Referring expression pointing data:
+ + + +
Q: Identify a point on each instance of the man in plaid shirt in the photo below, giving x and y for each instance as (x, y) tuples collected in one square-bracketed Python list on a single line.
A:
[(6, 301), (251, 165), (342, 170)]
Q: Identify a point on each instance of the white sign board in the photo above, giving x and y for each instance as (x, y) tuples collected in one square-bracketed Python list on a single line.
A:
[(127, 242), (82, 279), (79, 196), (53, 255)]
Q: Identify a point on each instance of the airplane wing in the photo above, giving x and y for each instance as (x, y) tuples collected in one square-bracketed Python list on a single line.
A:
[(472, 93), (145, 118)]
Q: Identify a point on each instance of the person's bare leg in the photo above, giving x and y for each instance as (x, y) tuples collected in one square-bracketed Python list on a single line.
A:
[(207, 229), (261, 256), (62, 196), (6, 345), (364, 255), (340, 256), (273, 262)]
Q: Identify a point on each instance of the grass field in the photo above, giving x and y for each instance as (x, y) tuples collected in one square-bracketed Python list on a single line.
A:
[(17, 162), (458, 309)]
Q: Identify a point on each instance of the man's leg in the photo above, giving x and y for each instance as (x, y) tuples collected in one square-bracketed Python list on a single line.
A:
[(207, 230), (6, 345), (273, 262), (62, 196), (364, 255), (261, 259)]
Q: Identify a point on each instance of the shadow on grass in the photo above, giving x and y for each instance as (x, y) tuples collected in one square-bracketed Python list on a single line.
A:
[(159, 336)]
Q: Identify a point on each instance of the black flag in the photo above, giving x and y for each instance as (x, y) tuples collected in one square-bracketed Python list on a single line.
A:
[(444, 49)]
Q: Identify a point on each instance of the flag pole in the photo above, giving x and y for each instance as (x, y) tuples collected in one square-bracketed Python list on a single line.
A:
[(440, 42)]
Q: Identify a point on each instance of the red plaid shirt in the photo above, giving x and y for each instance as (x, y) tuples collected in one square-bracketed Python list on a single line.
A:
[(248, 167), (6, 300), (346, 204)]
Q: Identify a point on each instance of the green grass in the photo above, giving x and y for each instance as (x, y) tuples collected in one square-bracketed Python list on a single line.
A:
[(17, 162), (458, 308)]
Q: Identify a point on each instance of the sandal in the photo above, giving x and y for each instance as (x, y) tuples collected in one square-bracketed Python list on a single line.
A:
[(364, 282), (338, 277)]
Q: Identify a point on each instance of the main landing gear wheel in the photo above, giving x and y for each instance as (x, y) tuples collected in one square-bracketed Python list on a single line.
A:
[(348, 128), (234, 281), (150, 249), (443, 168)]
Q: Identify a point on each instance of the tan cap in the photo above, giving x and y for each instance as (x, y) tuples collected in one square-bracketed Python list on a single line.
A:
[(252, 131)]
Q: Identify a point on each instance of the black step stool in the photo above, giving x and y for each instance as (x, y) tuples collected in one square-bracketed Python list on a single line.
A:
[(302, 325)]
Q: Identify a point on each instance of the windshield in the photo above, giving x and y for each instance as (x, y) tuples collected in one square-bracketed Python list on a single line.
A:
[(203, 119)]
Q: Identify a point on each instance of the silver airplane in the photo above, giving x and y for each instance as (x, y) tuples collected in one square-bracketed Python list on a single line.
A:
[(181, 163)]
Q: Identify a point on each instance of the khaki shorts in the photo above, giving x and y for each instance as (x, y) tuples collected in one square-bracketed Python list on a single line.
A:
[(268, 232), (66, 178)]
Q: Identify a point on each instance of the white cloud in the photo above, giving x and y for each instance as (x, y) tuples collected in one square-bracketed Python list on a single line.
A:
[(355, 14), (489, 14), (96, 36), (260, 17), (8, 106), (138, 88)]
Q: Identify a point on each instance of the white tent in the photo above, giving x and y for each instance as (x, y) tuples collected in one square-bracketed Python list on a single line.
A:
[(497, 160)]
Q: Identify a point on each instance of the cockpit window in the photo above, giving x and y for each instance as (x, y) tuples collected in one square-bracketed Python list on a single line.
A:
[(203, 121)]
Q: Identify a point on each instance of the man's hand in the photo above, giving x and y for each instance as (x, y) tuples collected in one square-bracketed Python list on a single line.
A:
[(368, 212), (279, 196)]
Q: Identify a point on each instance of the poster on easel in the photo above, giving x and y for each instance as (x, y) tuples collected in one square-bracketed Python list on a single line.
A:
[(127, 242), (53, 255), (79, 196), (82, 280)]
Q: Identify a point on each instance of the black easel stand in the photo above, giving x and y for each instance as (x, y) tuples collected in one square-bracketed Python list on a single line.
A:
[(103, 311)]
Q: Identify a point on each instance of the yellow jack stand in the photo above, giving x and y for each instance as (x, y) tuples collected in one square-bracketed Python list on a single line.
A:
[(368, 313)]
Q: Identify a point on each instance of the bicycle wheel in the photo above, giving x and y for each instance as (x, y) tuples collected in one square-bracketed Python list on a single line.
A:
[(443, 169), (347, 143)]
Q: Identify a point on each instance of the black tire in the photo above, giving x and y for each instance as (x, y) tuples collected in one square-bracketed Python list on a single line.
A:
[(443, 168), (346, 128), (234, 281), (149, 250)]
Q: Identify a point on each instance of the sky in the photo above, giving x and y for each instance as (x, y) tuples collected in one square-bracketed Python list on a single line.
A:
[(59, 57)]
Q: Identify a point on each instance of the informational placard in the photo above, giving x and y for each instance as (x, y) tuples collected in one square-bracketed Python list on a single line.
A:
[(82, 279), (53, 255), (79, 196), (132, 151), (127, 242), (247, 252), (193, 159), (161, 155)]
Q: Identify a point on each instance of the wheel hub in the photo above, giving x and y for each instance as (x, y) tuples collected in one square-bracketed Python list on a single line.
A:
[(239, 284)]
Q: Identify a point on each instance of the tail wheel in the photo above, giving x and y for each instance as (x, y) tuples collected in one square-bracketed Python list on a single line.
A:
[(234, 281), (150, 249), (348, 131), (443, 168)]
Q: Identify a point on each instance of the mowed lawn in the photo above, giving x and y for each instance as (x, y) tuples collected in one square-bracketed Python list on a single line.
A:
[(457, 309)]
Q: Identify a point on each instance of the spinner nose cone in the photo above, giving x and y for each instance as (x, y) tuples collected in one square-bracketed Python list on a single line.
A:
+ + + +
Each line of the records belongs in the answer, reproduced exactly.

Q: Identify a point on each instance of the man in plaid shirt in the photo below, giving x and y for each instance as (x, y) tuples collected in one square-bracketed Python list on a single line.
A:
[(6, 301), (251, 165), (342, 170)]
Q: Identify a point on each instance of the white sign board in the photo above, giving x and y for each instance as (x, y) tuples collected in one square-bracketed Python list on a single line.
A:
[(127, 242), (82, 279), (79, 196), (53, 255)]
Q: Identify a point on each instance of the airplane wing in the photo above, giving x and y for each instance as (x, y) tuples collected in one square-bracketed Python list on a single line.
A:
[(472, 93), (145, 118)]
Q: Identify a point on each instance of the person's bare leg in the photo above, giving x and y for each instance as (x, y) tuples collected in one square-bracketed Python list on a single line.
A:
[(207, 229), (261, 256), (62, 196), (6, 345), (364, 255), (340, 256), (273, 262)]
Q: Identify a point on each instance of the grass field in the photo above, giving x and y for each instance as (x, y) tuples collected in one square-bracketed Python list on a single line.
A:
[(17, 162), (458, 309)]
Q: Identify a point on each instance of the man's leg in the photo above, giving x and y for each instance as (x, y) tuples collected in one square-bracketed Python list on a single line.
A:
[(207, 230), (6, 345), (273, 262), (62, 196), (364, 255), (261, 259)]
Q: Identify a point on each instance of the shadow on grass in the photo above, giving x and y for each instance as (x, y) tuples collected in one square-bracketed Python list on a single line.
A:
[(159, 336)]
Q: Identify a point on each instance of the black flag in the photo above, giving x and y for each instance as (x, y) tuples collected in one square-bracketed Python list on a single line.
A:
[(444, 49)]
Q: Identify a point on each instance of the flag pole in the photo above, giving x and y for each instance as (x, y) tuples collected in one square-bracketed Python list on a single line.
A:
[(440, 42)]
Q: Identify a point on each instance of the red plaid shirt in the photo above, giving x and y for each instance as (x, y) tuples collected in one square-bracketed Python list on a single line.
A:
[(248, 167), (6, 300), (346, 204)]
Q: Identify a point on each instance of the green grass in the photo above, giving x and y for each instance as (x, y) tuples collected in one square-bracketed Python list on a single line.
A:
[(17, 162), (458, 308)]
Q: Identify a point on each instance of the sandal in the photo above, giving x and y for each instance as (x, y) tuples collected in one square-bracketed Python list on a single line.
A:
[(364, 282), (338, 277)]
Q: Identify a point on each instance of the main landing gear wheel in the photo above, giving x and y for each instance as (x, y) tuples collected in one square-bracketed Python list on a single line.
A:
[(348, 128), (234, 281), (150, 249), (443, 168)]
Q: Identify a point on each instance of the tan cap in the photo above, giving x and y for each instance as (x, y) tuples collected in one square-bracketed Python list on a single line.
A:
[(252, 131)]
Q: Identify a point on each instance of the black step stool in the photo above, giving x and y for each instance as (x, y) tuples collected in one square-bracketed Python list on a single line.
A:
[(302, 325)]
Q: Identify a point on each instance of the windshield in the photo above, giving x and y for each instance as (x, y) tuples collected in one square-bracketed Python list on a single line.
A:
[(203, 119)]
Q: Identify a point on each instance of the silver airplane in the photo above, giving x and y for each instance as (x, y) tuples collected in one square-bracketed Python list on a single line.
A:
[(181, 163)]
Q: Identify a point on each instance of the khaki shorts in the photo above, giving x and y for each instance as (x, y) tuples collected in one square-bracketed Python list on a single line.
A:
[(268, 232), (66, 178)]
Q: Identify a point on each instance of the white cloud in the photo above, giving x and y for each instance as (x, y) tuples collected in one square-bracketed Python list on a single line.
A:
[(355, 14), (489, 14), (96, 36), (260, 17), (8, 106), (138, 88)]
Q: Identify a point on each instance of the white tent in the photo above, giving x and y for each instance as (x, y) tuples collected in one square-bracketed Python list on a single line.
A:
[(497, 160)]
Q: Identify a point on each instance of the cockpit window in the photo above, giving x and y for each instance as (x, y) tuples collected in one square-bracketed Python list on a single line.
A:
[(203, 121)]
Q: Identify a point on each instance of the man's hand in the photo above, giving x and y for each instance as (x, y) tuples collected in one square-bracketed Python list on a single line.
A:
[(368, 212), (279, 196)]
Q: Identify a point on each instance of the poster on easel in the photo above, giving x and y for each instance as (x, y) tuples collected in one square-bracketed Python list on a single line.
A:
[(127, 242), (53, 255), (79, 196), (82, 280)]
Q: Identify a point on each instance of the black easel stand in the photo above, giving x and y for each instance as (x, y) tuples collected in one square-bracketed Python list on a single line.
A:
[(103, 311)]
Q: Identify a point on each instance of the yellow jack stand in the photo above, giving x and y for each instance as (x, y) tuples collected in one square-bracketed Python list on a single line.
A:
[(368, 313)]
Q: Identify a point on each instance of the bicycle wheel in the photo above, giving x and y for each instance as (x, y) tuples collected in one square-bracketed Python list on a single line.
A:
[(443, 169), (347, 143)]
Q: Identify a point on each instance of the black tire in the photo above, giving x and y for each instance as (x, y) tuples collected in one square-bracketed Python list on a single line.
A:
[(443, 168), (346, 128), (234, 281), (149, 250)]
Q: Identify a point on each instance of the sky in the photo above, giving x and y for each instance as (x, y) tuples collected in one square-bracketed Python list on a single line.
A:
[(59, 57)]
Q: Identify a point on each instance of the informational placard in the photo above, giving x and y for each instance as (x, y) tuples collected in one square-bracketed Python list on a single line.
A:
[(82, 279), (53, 255), (79, 196), (132, 151), (127, 242), (247, 252), (193, 159), (161, 155)]
Q: Identify a point on each instance of the wheel hub in the photo above, giving x and y for each instance as (x, y) tuples collected in one square-bracketed Python list on a single line.
A:
[(239, 284)]
Q: Identify a point on each instance of the tail wheel in the photo above, giving x and y for each instance as (x, y) tuples collected in one square-bracketed Python list on a single line.
A:
[(234, 281), (150, 249), (348, 131), (443, 168)]
Q: Identify a point on each instance of the mowed lawn in the photo above, giving x and y for each instance as (x, y) tuples collected in one square-bracketed Python list on a single line.
A:
[(457, 309)]
Q: Identify a point on each instance of the spinner nose cone in the photo above, giving x and y for each instance as (x, y) tuples collected in one square-bracketed Python list on a single line.
A:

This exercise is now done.